__DATASET ENTRIES__.
☆ ☆ ☆ ☆ ☆

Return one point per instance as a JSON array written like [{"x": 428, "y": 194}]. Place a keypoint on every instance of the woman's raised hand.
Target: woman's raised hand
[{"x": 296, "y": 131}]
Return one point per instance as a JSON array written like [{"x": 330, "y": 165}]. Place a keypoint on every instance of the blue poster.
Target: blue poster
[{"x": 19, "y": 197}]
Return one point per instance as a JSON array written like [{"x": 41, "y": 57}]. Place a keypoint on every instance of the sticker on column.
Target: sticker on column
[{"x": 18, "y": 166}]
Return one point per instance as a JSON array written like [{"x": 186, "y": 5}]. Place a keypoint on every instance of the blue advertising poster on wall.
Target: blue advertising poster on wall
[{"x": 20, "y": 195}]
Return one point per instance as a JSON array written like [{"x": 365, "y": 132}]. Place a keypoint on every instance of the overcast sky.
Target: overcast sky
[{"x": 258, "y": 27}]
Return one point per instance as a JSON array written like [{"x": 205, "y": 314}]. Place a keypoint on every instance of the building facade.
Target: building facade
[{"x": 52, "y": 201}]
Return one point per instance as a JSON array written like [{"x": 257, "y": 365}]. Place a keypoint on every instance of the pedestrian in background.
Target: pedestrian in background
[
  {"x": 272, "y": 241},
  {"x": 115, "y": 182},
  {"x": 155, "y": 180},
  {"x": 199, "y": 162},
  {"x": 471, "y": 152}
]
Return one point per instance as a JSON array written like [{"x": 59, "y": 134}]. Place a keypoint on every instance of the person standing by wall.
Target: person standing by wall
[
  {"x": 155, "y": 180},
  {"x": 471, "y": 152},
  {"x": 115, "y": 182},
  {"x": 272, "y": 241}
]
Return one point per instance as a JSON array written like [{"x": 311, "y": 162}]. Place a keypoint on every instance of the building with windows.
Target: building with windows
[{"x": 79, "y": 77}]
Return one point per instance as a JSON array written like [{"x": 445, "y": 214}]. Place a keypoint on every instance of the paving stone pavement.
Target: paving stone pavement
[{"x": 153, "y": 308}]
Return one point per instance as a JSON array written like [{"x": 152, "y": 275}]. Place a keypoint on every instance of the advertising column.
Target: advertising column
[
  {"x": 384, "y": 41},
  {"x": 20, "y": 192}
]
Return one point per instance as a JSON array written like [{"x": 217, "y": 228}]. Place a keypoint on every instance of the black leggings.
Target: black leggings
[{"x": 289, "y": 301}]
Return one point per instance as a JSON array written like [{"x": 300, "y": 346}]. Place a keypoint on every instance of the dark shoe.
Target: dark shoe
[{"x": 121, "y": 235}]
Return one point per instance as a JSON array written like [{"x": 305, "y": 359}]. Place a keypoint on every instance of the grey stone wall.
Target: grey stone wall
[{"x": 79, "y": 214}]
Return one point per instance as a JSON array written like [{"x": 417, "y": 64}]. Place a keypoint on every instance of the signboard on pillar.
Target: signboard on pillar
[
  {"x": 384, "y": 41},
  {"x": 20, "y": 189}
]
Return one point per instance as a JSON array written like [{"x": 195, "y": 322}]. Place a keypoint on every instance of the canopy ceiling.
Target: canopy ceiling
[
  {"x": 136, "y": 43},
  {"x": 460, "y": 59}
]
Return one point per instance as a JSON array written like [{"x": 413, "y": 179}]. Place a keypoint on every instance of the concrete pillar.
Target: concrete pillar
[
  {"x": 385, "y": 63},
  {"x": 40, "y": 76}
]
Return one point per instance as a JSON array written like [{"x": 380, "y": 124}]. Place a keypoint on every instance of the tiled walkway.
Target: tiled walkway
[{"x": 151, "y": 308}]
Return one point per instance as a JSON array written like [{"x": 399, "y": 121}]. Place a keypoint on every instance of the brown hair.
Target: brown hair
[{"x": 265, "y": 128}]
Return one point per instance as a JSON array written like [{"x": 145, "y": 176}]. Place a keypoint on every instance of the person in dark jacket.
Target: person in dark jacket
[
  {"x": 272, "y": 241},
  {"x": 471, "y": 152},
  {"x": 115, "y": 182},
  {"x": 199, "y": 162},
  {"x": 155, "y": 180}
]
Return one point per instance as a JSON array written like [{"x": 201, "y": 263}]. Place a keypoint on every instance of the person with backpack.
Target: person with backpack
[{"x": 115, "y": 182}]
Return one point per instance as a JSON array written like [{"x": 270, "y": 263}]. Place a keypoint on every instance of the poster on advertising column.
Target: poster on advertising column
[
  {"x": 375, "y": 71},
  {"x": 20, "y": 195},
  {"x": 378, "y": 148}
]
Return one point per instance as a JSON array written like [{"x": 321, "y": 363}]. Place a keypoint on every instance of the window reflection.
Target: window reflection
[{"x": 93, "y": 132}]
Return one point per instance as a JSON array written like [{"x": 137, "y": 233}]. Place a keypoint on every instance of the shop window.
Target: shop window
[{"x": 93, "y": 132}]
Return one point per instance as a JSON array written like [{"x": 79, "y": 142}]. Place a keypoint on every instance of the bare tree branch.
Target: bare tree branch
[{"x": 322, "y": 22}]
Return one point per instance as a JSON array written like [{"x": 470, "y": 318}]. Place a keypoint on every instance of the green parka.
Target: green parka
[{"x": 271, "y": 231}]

☆ ☆ ☆ ☆ ☆

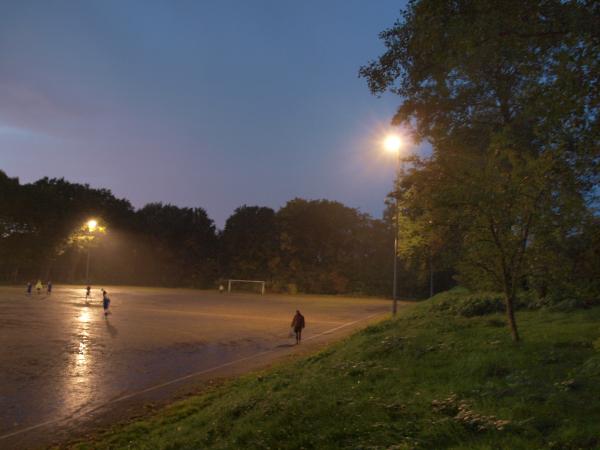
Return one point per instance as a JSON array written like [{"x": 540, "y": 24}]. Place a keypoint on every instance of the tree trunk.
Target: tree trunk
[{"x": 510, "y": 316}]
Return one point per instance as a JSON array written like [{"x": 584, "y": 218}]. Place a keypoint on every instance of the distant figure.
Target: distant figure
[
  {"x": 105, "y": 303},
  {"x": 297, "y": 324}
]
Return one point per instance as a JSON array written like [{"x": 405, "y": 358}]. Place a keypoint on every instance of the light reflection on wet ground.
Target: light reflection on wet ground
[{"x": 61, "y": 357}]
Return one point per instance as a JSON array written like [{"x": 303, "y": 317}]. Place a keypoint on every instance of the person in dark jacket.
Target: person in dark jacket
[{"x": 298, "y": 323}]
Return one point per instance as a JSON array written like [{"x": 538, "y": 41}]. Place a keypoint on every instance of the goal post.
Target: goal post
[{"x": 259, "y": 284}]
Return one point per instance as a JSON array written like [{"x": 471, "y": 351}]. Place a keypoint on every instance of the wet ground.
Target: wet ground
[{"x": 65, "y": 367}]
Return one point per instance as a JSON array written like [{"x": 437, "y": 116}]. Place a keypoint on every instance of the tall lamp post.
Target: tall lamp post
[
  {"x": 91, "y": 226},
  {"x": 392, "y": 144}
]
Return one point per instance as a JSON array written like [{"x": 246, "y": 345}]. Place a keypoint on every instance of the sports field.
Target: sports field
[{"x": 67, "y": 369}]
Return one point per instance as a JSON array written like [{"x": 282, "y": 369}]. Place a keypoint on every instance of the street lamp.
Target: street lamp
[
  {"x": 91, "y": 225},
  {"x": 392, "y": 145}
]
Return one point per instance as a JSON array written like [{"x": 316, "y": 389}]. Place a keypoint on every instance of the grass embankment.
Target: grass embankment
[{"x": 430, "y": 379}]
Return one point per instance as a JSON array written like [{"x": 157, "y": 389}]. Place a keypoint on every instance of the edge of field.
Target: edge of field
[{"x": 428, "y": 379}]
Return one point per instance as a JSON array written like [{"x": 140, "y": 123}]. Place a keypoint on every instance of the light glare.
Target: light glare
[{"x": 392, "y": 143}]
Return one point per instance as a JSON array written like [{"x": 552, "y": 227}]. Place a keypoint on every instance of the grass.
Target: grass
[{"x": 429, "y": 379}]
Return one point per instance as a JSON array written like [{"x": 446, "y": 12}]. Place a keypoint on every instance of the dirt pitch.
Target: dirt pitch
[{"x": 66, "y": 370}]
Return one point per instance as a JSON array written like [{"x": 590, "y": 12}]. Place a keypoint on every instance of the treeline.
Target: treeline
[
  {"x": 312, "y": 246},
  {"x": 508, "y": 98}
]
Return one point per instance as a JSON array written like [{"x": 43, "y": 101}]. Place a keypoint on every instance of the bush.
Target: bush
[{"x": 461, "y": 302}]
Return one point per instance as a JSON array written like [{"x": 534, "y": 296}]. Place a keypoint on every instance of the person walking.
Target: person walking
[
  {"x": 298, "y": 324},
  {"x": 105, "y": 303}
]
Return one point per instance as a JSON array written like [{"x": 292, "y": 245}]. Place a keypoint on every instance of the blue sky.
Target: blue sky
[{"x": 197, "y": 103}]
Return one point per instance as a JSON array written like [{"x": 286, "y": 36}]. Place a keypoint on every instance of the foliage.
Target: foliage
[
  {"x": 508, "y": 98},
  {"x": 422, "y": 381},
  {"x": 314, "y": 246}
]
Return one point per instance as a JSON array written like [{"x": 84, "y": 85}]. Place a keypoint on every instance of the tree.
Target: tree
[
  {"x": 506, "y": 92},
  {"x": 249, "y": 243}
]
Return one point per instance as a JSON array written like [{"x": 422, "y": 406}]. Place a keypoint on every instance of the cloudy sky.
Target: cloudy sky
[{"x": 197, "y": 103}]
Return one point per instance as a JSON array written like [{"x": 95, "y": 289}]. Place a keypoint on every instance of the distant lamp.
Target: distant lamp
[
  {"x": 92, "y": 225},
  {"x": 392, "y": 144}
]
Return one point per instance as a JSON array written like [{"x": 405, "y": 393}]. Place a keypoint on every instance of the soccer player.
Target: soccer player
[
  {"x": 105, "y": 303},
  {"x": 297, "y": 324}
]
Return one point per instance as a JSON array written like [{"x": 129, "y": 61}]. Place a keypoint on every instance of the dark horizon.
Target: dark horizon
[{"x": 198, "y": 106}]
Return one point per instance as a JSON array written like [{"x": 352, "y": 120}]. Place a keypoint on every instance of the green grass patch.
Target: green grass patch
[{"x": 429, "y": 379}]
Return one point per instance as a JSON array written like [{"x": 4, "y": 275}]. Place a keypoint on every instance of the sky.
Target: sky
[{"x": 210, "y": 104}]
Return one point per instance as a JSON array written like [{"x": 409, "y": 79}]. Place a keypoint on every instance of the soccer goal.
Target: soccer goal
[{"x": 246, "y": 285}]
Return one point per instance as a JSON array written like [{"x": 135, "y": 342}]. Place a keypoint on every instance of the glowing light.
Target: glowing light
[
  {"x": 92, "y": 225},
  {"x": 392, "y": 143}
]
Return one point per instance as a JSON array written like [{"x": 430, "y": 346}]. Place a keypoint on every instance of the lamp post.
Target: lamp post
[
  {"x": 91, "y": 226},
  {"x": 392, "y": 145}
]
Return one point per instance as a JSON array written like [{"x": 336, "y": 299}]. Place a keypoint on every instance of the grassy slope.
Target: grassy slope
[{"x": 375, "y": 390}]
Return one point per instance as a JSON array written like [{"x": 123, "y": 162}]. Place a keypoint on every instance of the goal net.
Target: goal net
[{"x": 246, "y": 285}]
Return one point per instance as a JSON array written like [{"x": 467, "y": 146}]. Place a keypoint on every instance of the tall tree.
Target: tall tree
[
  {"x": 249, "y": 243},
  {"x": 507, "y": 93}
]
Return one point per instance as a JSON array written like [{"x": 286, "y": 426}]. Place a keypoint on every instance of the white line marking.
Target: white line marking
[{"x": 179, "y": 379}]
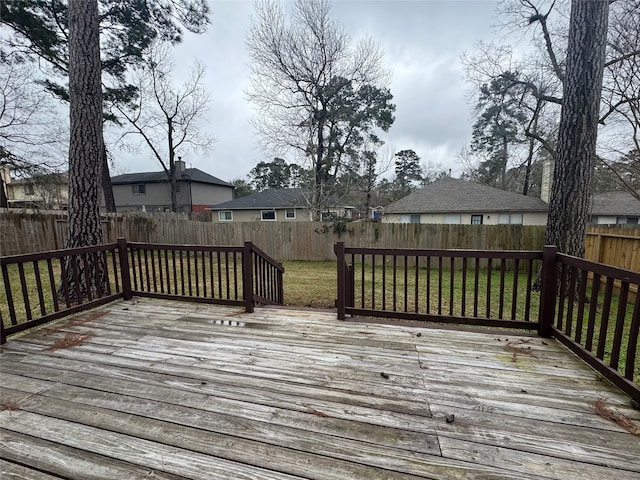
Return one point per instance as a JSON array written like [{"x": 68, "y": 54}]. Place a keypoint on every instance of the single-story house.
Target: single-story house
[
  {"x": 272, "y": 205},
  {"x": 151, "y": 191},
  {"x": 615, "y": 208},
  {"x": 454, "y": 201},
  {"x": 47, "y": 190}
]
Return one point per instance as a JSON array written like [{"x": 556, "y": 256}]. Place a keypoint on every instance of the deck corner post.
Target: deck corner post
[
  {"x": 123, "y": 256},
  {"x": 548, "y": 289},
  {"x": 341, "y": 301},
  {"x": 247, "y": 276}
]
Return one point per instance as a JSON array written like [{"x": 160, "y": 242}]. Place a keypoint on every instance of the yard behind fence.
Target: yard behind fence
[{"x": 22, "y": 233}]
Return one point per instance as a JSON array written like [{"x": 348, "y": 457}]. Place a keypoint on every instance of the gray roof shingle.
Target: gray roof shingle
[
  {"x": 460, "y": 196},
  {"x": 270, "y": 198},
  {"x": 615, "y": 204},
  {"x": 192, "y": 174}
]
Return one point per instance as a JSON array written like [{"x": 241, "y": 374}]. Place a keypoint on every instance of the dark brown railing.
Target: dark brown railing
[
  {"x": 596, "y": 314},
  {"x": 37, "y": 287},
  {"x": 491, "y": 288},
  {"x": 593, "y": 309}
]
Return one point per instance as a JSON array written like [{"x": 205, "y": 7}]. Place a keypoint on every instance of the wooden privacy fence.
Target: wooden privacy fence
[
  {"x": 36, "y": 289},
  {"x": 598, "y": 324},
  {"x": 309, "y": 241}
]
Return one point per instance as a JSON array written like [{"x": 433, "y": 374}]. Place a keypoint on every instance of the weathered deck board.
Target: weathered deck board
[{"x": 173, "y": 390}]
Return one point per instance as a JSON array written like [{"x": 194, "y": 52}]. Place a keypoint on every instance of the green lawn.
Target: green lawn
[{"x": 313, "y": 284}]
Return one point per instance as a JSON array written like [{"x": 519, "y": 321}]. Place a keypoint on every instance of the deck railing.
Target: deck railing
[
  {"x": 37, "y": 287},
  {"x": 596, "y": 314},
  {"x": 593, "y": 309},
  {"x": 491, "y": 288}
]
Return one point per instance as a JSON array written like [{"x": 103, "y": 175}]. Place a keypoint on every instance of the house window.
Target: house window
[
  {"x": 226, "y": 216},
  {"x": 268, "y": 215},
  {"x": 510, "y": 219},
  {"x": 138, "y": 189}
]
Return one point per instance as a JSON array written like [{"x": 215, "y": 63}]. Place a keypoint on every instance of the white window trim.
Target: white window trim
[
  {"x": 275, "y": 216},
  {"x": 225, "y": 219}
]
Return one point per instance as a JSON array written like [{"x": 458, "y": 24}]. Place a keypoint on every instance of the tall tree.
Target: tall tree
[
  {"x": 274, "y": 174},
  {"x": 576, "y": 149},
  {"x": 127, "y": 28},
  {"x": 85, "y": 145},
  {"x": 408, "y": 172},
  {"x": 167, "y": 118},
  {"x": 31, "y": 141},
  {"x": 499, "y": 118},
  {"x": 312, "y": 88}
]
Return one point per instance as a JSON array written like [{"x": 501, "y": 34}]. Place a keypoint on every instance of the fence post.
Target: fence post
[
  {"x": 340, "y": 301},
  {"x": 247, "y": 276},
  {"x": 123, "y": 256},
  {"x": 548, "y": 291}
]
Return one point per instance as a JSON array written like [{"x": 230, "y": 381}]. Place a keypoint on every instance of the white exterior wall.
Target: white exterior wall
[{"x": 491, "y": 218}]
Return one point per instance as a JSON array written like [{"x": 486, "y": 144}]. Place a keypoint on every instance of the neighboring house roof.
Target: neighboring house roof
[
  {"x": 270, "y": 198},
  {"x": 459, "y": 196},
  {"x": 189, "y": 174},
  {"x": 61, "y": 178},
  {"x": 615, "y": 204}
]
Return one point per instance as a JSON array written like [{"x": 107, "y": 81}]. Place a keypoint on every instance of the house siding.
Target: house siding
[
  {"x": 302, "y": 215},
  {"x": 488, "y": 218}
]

☆ ☆ ☆ ☆ ☆

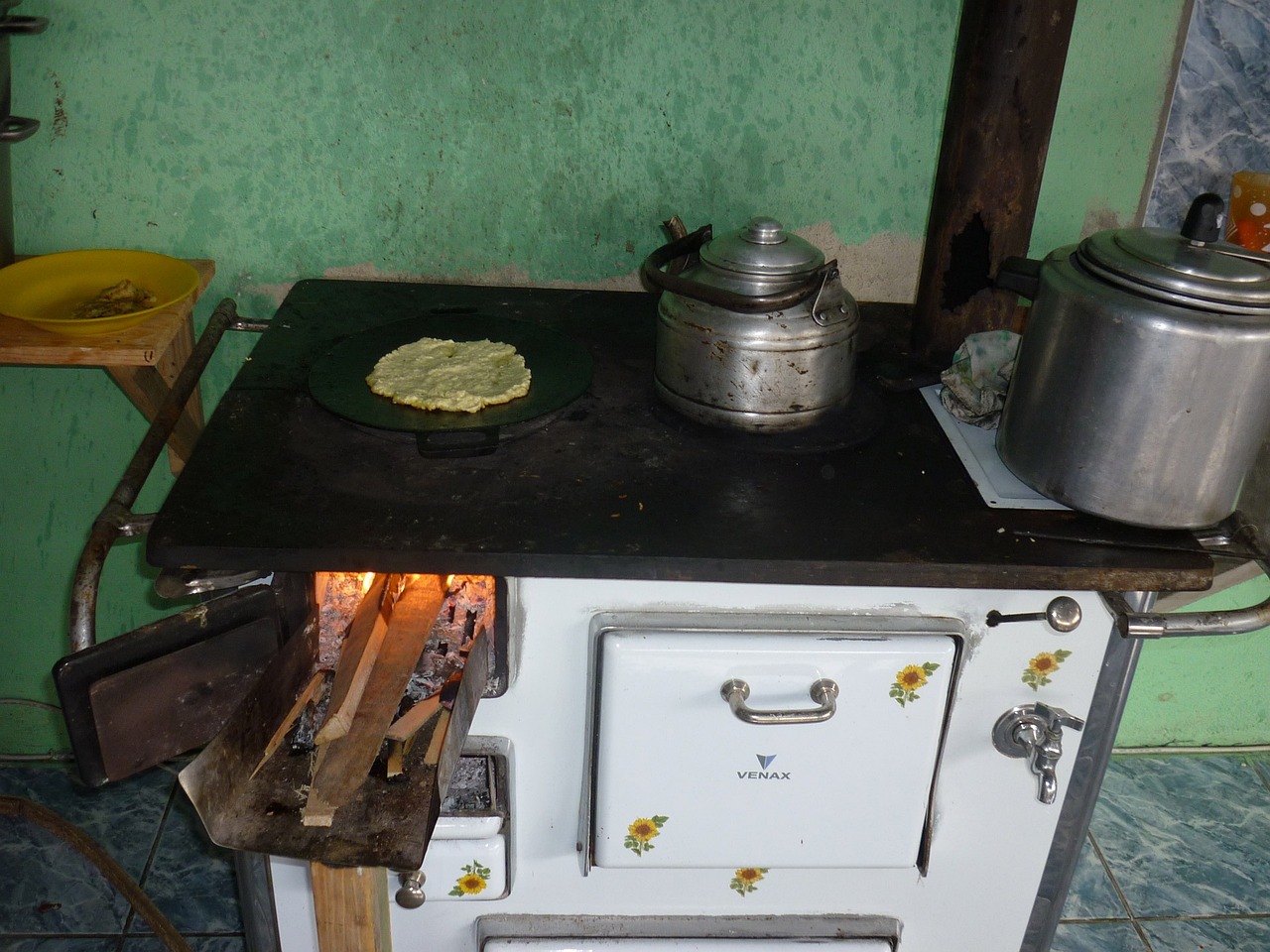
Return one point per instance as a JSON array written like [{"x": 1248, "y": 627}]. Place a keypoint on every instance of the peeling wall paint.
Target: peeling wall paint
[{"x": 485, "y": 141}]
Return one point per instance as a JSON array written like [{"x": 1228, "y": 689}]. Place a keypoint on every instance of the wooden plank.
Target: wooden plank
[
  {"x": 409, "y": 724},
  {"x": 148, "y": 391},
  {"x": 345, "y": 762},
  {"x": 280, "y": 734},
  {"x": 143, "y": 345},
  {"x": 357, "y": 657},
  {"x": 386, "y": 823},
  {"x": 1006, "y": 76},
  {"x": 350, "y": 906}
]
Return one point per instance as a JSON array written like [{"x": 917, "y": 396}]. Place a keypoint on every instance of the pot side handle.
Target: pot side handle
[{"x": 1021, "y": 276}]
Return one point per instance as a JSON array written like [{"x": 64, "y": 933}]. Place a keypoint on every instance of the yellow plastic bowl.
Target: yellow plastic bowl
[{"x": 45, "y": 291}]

☆ ☆ ☆ ☆ ☆

__WHAT NEEDS TO BE DONE__. Collect every line of the items above that contains the word "walking", and copy each one in full.

__FULL ANSWER__.
Return one point per instance as a JSON array written like [{"x": 534, "y": 296}]. Place a keypoint on every instance of the person walking.
Target: person walking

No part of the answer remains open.